_Problems to work on_
a) In the review of The Hidden Reality, why did the reviewer listen to the book? Answer in one to three sentences.
b) Rewrite the passage of the review of The Hidden Reality that begins at the words "If you like" and stops after "read something else.", putting "immense" in place of "stupendous".

_Passage shown_

If you like science because you like to have your mind blown by the possibilities of our stupendous universe, you would probably enjoy Brian Greene's The Hidden Reality: Parallel Universes and the Deep Law of the Cosmos (2011). If, on the other hand, you value things about science like the explanatory power of simple theories or equations, the amazing precision of our instruments, the detailed understanding we now have of things like protein synthesis and plate tectonics, or just knowing the truth, you should probably read something else.
The Hidden Reality is a tour of scientific theories that postulate a multiverse, or a world that contains many separate universes. There area now a number of such theories; Greene counts nine different versions of the multiverse being tossed around in contemporary physics. I listened to this book because I am curious about such notions, and because my library doesn't have many recorded science books. My reaction was mostly neutral. Greene is a good writer and he goes over some interesting science, but I don't find any of these notions remotely convincing. In fact I am a little troubled by the vast amount of intellectual energy being spent on things like string theory or the detailed modeling of cosmic inflation, without any good evidence that these things exist. This sort of physics is more like composing academic music than it is like the applied physics of solid state labs, or even the theoretical physics of 1650 to 1970, which kept in close touch with laboratory results.

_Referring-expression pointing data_

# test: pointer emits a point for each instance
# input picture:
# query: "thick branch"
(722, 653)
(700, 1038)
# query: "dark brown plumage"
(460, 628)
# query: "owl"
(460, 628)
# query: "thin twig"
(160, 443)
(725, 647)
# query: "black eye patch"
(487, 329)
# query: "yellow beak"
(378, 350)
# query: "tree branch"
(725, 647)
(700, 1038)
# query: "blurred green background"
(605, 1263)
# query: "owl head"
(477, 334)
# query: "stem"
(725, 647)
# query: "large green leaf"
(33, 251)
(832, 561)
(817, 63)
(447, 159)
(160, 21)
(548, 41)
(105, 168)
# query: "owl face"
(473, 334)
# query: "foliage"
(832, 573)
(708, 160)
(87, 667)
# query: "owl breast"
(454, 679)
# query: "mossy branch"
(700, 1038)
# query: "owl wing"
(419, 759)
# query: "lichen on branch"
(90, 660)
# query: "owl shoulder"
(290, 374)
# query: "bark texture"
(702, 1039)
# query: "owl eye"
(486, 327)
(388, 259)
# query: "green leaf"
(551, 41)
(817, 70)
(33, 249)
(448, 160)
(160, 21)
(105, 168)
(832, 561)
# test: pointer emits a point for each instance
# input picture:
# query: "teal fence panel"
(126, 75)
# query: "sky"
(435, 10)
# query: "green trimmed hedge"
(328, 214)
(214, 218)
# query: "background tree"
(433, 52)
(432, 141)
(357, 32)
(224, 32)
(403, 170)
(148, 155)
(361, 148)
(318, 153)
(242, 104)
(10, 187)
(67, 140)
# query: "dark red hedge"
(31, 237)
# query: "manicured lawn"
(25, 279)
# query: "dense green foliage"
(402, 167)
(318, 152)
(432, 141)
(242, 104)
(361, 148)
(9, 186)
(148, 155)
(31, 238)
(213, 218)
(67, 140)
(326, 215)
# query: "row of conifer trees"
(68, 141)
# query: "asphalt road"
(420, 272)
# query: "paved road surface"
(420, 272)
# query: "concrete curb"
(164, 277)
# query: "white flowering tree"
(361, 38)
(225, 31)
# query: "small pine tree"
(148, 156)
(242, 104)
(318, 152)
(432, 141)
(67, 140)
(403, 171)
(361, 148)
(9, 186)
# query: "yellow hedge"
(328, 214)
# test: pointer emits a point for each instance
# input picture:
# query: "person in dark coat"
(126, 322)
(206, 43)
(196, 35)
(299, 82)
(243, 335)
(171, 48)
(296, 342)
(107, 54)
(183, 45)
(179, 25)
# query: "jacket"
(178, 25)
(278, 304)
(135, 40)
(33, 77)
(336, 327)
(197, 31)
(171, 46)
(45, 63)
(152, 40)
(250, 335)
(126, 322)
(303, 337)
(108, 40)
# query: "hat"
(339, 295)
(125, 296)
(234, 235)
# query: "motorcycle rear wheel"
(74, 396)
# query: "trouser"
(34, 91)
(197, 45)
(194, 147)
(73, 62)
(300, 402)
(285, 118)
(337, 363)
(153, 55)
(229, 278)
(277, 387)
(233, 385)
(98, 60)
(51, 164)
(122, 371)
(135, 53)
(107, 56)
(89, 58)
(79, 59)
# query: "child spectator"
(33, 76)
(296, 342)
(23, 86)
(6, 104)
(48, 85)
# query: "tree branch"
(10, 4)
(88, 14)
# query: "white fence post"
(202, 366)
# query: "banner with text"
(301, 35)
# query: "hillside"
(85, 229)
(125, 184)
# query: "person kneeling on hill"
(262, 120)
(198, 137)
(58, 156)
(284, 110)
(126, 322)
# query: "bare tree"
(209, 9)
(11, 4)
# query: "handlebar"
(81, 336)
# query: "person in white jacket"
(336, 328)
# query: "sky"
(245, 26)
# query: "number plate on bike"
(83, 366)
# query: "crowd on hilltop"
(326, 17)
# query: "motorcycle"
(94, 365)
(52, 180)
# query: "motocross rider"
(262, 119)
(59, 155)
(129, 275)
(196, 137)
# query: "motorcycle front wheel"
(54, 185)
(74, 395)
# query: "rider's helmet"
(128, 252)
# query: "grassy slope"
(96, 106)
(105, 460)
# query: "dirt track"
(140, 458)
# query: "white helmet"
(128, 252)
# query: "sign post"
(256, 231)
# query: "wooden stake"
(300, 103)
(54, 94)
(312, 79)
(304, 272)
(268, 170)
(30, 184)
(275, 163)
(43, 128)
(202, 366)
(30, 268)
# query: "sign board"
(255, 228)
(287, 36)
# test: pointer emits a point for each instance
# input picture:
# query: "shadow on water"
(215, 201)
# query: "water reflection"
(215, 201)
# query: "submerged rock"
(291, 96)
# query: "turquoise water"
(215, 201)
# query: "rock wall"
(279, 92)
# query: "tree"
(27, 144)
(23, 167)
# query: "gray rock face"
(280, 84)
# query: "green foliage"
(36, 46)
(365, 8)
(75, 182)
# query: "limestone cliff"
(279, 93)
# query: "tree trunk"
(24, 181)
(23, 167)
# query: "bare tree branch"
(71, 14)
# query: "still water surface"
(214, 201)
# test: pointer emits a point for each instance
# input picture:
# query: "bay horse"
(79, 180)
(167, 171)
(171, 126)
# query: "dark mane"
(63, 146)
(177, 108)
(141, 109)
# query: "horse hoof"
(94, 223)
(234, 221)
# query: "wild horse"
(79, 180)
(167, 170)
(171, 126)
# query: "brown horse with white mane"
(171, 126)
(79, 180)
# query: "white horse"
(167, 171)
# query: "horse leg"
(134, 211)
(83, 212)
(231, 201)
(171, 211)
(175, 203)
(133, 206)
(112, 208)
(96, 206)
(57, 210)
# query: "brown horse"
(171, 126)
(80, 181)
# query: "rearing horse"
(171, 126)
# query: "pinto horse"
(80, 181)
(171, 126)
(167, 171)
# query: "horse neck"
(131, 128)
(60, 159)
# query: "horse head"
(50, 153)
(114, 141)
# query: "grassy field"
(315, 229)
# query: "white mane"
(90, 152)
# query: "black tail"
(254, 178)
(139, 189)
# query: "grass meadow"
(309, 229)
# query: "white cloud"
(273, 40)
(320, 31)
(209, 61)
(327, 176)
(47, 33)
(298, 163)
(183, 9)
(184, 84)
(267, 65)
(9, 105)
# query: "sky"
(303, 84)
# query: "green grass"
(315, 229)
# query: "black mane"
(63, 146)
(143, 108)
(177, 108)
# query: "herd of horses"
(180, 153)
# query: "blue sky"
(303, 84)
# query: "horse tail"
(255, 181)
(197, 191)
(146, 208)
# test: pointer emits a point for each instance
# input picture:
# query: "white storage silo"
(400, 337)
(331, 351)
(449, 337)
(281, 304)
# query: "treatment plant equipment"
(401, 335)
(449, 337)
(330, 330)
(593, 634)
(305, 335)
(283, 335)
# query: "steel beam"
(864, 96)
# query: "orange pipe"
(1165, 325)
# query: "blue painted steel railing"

_Your responses_
a) The reviewer was curious about the idea of a multiverse. The reviewer's library also doesn't have many recorded science books.

b)
If you like science because you like to have your mind blown by the possibilities of our immense universe, you would probably enjoy Brian Greene's The Hidden Reality: Parallel Universes and the Deep Law of the Cosmos (2011). If, on the other hand, you value things about science like the explanatory power of simple theories or equations, the amazing precision of our instruments, the detailed understanding we now have of things like protein synthesis and plate tectonics, or just knowing the truth, you should probably read something else.